# [Task to complete]
Output the data exactly, with every line intact.

Labeled-object pointing entries:
>>>

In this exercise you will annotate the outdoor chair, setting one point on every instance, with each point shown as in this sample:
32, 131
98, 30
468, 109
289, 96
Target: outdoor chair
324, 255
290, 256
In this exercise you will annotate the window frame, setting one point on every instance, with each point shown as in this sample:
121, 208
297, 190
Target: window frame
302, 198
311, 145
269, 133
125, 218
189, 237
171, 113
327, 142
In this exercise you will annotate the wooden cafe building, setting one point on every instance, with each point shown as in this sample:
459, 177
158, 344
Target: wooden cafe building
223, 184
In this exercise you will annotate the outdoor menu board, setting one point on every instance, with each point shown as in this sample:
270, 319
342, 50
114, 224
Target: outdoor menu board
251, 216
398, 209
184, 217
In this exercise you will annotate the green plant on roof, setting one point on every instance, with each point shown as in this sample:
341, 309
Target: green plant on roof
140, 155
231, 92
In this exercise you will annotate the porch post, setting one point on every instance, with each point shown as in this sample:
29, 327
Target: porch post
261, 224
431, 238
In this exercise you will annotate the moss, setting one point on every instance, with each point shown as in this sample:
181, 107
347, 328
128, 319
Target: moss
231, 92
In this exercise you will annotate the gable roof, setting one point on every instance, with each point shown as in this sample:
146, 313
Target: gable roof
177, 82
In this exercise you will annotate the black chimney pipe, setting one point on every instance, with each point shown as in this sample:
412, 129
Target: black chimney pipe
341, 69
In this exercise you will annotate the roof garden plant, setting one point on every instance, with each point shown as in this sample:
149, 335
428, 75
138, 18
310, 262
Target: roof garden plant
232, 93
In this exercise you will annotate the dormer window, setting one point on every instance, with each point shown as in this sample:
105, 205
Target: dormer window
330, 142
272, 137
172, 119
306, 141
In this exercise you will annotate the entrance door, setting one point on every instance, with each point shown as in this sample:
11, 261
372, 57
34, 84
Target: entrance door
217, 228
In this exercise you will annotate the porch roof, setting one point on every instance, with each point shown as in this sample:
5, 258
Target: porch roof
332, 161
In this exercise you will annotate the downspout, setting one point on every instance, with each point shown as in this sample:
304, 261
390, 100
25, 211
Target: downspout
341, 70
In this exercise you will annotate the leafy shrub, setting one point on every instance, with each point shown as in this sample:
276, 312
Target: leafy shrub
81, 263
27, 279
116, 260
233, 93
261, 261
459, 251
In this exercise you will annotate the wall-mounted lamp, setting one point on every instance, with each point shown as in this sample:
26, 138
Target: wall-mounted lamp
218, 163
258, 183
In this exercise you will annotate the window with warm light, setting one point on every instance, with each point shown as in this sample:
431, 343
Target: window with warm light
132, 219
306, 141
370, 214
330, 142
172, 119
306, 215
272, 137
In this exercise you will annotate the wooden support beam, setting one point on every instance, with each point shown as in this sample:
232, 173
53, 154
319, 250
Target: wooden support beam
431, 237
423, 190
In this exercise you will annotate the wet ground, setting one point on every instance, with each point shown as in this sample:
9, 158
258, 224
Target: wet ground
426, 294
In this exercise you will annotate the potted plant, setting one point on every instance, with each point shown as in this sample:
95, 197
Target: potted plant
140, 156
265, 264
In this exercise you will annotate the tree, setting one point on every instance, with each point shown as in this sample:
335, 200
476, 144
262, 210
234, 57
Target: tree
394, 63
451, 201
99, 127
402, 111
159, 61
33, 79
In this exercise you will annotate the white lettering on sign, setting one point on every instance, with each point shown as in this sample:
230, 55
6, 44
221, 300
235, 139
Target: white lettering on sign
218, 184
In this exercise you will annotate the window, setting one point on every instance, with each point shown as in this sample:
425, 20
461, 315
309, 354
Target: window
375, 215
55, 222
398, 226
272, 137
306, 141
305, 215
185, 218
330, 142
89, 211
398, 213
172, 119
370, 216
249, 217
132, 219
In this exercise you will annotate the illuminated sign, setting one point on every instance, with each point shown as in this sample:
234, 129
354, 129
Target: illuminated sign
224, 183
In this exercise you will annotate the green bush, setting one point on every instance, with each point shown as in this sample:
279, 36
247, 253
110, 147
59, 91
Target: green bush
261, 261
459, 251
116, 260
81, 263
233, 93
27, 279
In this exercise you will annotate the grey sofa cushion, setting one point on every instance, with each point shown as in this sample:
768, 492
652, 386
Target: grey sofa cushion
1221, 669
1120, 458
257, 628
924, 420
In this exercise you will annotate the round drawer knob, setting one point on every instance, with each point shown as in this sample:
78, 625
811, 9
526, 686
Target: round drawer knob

<<<

# [Reply to the task]
In this exercise you will annotate the outdoor chair, setting one point on every instance, with each point shown as in this sample:
32, 131
98, 30
468, 109
289, 96
Target: outdoor chair
324, 255
290, 256
In this exercise you will annotate the window frame, setting one point on every instance, with each point shown as in this sample:
121, 208
297, 190
Target: window frame
302, 198
311, 145
269, 133
125, 218
189, 237
171, 113
327, 142
In this exercise you will annotate the wooden cafe building, setting one point on every instance, with each point shown as in this sample:
459, 177
158, 344
Target: wooden cafe building
223, 184
In this exercise you will annotate the outdoor menu board, setting one point on every instance, with each point shown as in this sample:
270, 319
342, 50
114, 224
Target: outdoor menu board
251, 216
398, 209
184, 217
In this exercise you will annotate the green plant on roof, setting one point on every instance, with each point shown as in this sample:
341, 309
Target: green plant on roof
140, 155
231, 92
In this exercise you will annotate the porch post, setting one point on every instance, with each point shown as in this sample:
29, 327
Target: porch post
261, 224
431, 238
In this exercise you will annotate the moss, setting one point on every instance, with each point shown as in this sample:
181, 107
347, 328
128, 319
Target: moss
231, 92
In this exercise you will annotate the gable roof, setting one point on every instance, with each point shown as in this sample:
146, 313
Target: gable roof
177, 82
In this exercise you will annotate the black chimney pipe, setting one point on every instance, with each point shown as in this sample:
412, 129
Target: black chimney pipe
341, 69
In this exercise you will annotate the roof garden plant, setting one point on every instance, with each point shown as in this sample:
149, 335
428, 75
138, 18
310, 262
Target: roof garden plant
232, 93
In this exercise you will annotate the dormer window, setting one point on every instance, with each point shown as in this sample:
105, 205
Target: dormer window
330, 142
272, 137
172, 119
306, 141
In this exercise you will annotate the entrance door, setting one point on every instance, with each point shown as in this sample:
11, 261
372, 57
34, 84
Target: entrance door
217, 228
In this exercise you will annotate the porch roof, setting one point on every instance, with each point shown as in this sample:
5, 258
Target: porch roof
332, 161
In this exercise you will annotate the downspout, setting one point on every instance, with each point shown as in this sample:
304, 261
390, 100
25, 211
Target: downspout
341, 70
In this exercise you will annotate the leafy shrub, setting one point on every instance, with each point shown as in this sample:
276, 312
Target: leafy shrub
81, 263
27, 279
116, 260
233, 93
261, 261
459, 251
In this exercise you will annotate the wall-mounted lamp, setting one point on every instance, with each point shown as in this sample:
26, 138
Target: wall-mounted lamp
218, 163
258, 183
In this exercise you will annotate the window with warm light, setting one point on every instance, with each point shown as in this sample:
431, 343
Target: window with warm light
132, 219
306, 141
370, 214
330, 142
172, 119
306, 215
272, 137
In this exercise you will annotate the wooden support beam, setting one point on every instance, with each point shown as in this sample:
232, 173
53, 154
319, 250
Target: wooden support beam
431, 237
423, 190
In this exercise you will annotate the wet ground, setting one point on every instance, with each point shown as in this sample:
9, 158
258, 224
Target: wet ground
426, 294
In this exercise you will annotate the potted plant, setting one point on every instance, with each point shown as in this sample:
95, 197
Target: potted plant
140, 156
265, 264
In this exercise you will annotate the tree, setting one point on every instance, with each point shown as in this sample:
335, 200
476, 144
262, 210
234, 57
Target: tree
394, 63
451, 201
99, 127
402, 111
159, 61
33, 79
In this exercise you will annotate the white lettering on sign, setting one point on every instance, with each point shown as in this sample:
230, 55
6, 44
221, 300
235, 139
Target: white lettering on sign
218, 184
In this exercise you will annotate the window, setting one point on every instance, with each point shown as in this sample:
425, 20
461, 315
309, 354
Target: window
375, 215
55, 222
398, 226
272, 137
306, 141
305, 215
185, 218
330, 142
89, 211
398, 213
172, 119
370, 216
249, 217
132, 219
In this exercise you will annotate the illuminated sign, setting one point on every instance, with each point shown as in this sample:
234, 129
354, 129
Target: illuminated sign
224, 183
In this exercise you will annotate the green bush, setting one point on every instance, with each point shown as in this sample:
279, 36
247, 253
110, 147
59, 91
Target: green bush
261, 261
459, 251
116, 260
81, 263
233, 93
27, 279
In this exercise you will annotate the grey sofa cushion, setting one point on every instance, with each point shown as in this sample:
768, 492
652, 386
Target: grey sofa cushion
1221, 669
1120, 458
257, 628
924, 420
In this exercise you will annotate the round drawer knob, setting one point on every instance, with each point shown as in this sample:
78, 625
811, 9
526, 686
Target: round drawer knob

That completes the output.